**What you are asked to do**
Across all the entries, how many lines hold "white"? Answer with that number and nothing else.

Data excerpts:
**********
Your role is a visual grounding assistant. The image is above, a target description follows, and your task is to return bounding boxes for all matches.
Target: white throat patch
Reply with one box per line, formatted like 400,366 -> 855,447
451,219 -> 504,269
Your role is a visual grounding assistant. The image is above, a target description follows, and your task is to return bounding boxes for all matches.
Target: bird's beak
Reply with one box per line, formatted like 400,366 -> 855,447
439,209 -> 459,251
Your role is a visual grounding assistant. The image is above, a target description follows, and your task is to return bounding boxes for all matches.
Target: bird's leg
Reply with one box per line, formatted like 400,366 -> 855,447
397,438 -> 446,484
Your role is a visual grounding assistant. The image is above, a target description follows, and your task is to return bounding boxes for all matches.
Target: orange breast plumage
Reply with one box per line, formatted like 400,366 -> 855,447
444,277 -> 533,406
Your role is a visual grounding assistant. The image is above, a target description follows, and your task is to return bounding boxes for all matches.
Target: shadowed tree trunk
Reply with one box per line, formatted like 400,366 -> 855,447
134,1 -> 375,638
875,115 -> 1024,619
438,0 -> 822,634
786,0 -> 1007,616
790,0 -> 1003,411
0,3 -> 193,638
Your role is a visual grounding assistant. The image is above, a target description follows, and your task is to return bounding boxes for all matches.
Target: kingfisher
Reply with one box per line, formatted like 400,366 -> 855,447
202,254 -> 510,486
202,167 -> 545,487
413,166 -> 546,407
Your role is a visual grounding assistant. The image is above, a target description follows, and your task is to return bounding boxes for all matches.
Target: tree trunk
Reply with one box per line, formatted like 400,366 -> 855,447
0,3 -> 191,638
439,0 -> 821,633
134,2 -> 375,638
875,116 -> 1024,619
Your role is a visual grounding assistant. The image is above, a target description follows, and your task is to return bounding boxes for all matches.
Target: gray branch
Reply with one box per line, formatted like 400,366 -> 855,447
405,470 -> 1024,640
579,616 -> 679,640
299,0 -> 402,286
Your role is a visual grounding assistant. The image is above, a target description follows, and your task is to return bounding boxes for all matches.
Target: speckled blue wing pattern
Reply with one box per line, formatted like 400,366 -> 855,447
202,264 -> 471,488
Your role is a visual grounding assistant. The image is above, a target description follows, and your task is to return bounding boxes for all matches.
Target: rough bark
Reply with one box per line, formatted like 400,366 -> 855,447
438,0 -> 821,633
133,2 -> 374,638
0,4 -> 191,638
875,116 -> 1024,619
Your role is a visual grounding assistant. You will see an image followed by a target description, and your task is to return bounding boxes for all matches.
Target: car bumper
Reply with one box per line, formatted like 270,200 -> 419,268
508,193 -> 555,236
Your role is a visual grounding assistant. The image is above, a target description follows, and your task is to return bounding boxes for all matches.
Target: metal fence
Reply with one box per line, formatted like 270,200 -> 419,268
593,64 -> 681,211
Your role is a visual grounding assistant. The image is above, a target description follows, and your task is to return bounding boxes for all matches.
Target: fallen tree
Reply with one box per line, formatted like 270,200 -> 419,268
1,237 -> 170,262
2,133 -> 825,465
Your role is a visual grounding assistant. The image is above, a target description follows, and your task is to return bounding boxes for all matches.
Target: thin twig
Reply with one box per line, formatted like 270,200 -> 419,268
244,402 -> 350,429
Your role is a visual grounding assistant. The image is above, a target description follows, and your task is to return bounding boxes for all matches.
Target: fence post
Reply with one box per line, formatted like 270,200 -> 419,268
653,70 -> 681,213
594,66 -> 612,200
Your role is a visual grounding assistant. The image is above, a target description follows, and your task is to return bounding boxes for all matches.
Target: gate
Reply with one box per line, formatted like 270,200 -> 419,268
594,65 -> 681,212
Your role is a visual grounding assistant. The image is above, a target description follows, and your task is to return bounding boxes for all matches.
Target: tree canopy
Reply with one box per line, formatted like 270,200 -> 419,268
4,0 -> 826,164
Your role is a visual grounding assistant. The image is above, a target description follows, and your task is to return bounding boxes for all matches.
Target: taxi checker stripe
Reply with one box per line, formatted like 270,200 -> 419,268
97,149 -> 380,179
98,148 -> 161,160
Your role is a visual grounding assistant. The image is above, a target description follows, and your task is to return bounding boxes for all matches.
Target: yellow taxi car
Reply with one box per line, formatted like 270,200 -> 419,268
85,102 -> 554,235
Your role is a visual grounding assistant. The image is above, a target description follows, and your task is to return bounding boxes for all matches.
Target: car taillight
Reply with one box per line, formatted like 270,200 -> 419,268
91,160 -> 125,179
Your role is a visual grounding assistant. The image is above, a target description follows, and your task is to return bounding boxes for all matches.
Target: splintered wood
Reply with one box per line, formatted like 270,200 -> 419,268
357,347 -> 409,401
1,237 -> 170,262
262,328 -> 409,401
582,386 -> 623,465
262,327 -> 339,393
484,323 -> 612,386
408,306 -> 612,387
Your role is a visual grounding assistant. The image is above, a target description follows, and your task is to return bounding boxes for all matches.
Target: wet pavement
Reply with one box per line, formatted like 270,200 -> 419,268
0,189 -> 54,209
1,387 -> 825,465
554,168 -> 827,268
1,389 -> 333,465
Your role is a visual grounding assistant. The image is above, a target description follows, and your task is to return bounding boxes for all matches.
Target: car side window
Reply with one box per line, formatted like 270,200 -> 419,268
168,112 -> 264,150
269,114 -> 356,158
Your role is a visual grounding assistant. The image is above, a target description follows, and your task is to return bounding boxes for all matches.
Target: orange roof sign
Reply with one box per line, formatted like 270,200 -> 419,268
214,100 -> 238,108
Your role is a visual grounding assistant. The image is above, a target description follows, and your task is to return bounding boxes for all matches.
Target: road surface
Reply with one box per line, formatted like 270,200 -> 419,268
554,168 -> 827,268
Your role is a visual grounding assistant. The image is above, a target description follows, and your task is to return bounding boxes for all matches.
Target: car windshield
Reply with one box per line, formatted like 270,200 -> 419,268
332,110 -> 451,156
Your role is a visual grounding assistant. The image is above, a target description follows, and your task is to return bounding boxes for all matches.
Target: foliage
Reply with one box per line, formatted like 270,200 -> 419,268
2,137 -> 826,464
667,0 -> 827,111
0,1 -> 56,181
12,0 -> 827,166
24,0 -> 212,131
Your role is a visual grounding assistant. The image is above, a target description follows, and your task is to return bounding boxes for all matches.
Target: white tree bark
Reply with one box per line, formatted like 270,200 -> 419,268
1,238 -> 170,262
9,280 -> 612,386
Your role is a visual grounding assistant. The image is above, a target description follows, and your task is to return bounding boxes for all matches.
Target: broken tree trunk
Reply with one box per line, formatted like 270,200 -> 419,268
**********
**Result**
2